### Stated exercise A:
Please extract every line of the rows that contains the word "pair", treating uppercase and lowercase as different.

#####

[Haskell-cafe] why typeRepArgs (typeOf "hello") is [Char] ?

[Ross Mellgren]

Sure:

(+) :: Integer -> Integer -> Integer      (really Num a => a -> a ->  
a, but we'll use the defaulted one)

Which is really

(+) :: -> Integer (-> Integer Integer)    (that is, the function type  
constructor is * -> * -> * and right associative)

So when you say typeRepArgs (typeOf (+)) you get Integer and (->  
Integer Integer), which pretty-prints as (Integer -> Integer)

It is possible, but you have to check if the type constructor is  
really a function type, e.g.:

import Data.Typeable

funTyCon :: TyCon
funTyCon = mkTyCon "->"

argsOf :: TypeRep -> [TypeRep]
argsOf ty
     | typeRepTyCon ty == funTyCon = let (x:y:[]) = typeRepArgs ty in  
x : argsOf y
     | otherwise = []


*Main Data.Typeable> let f = (undefined :: Int -> Char -> String -> ())
*Main Data.Typeable> argsOf (typeOf f)
[Int,Char,[Char]]

-Ross


On Feb 2, 2009, at 3:27 PM, minh thu wrote:

> Thanks. Could you add to your explanation this one :
>
> *Graph> typeRepArgs (typeOf (+))
> [Integer,Integer -> Integer]
>
> In fact, I tried to write a function that would give the types used by
> a function,
> for instance [Integer, Integer, Integer] for (+) (the last one would
> be the 'return' type).

#####

### Stated exercise B:
Retype the part of the Haskell-cafe thread between "[Ross Mellgren]" and "and right associative)", inclusive, character for character.

#####

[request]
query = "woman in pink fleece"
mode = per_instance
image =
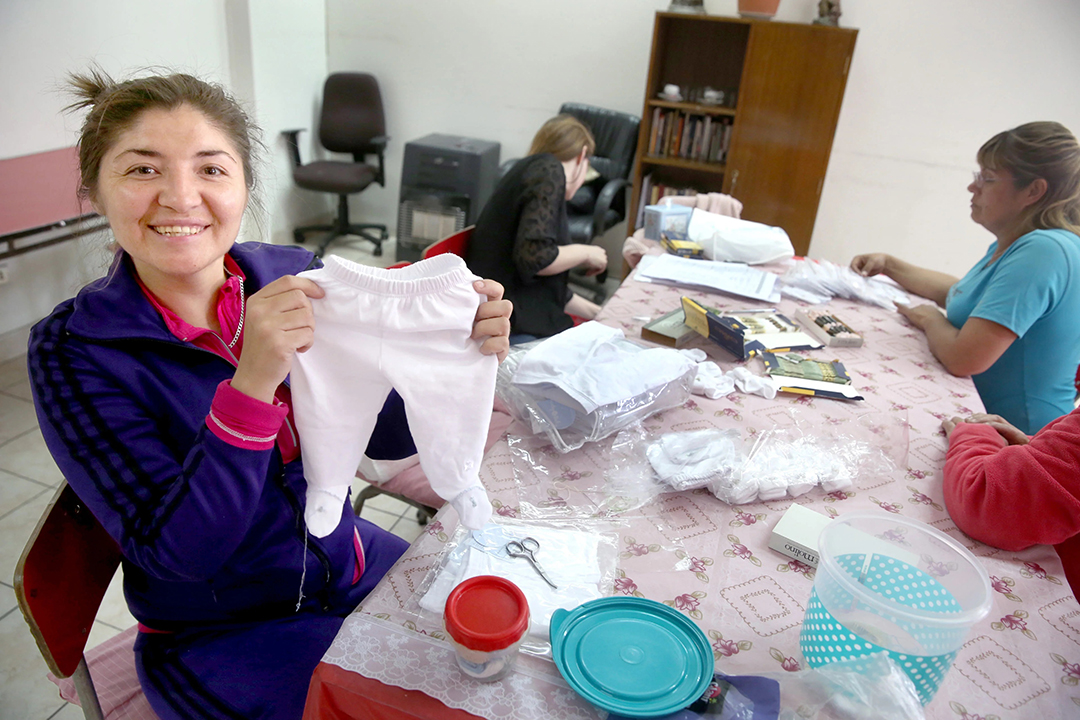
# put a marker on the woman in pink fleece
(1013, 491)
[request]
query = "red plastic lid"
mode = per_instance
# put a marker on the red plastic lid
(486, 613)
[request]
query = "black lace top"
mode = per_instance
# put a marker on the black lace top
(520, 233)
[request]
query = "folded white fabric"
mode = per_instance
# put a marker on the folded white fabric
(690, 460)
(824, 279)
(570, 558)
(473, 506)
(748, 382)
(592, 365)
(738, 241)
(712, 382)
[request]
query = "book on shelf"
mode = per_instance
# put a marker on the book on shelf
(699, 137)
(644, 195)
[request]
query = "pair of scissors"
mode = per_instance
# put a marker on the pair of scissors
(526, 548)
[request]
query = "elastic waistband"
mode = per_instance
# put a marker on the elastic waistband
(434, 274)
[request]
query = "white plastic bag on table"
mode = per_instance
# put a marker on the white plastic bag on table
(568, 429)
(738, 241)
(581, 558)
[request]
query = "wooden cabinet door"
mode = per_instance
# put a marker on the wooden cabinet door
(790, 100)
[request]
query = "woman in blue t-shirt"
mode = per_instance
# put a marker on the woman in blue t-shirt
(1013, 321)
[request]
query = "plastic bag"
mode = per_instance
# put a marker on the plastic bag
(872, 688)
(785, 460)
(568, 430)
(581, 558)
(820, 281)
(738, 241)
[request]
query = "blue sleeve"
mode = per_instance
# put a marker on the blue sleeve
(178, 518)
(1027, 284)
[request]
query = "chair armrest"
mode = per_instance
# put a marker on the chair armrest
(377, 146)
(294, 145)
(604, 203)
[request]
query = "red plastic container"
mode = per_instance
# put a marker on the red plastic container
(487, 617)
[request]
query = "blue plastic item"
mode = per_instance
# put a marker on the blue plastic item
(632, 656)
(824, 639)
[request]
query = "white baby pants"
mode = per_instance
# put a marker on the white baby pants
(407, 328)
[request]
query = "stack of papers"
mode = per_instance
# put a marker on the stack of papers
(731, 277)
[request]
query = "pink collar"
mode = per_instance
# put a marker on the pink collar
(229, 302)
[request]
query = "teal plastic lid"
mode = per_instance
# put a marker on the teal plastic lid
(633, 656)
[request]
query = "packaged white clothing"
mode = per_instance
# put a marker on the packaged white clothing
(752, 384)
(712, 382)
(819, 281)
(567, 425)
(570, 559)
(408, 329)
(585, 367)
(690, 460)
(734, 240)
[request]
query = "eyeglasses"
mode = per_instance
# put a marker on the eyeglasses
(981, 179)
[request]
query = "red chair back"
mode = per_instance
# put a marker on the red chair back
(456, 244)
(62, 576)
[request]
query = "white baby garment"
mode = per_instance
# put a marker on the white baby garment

#####

### Exercise solution A:
query = "pair of scissors"
# put a marker on the pair of scissors

### Exercise solution B:
[Ross Mellgren]

Sure:

(+) :: Integer -> Integer -> Integer      (really Num a => a -> a ->  
a, but we'll use the defaulted one)

Which is really

(+) :: -> Integer (-> Integer Integer)    (that is, the function type  
constructor is * -> * -> * and right associative)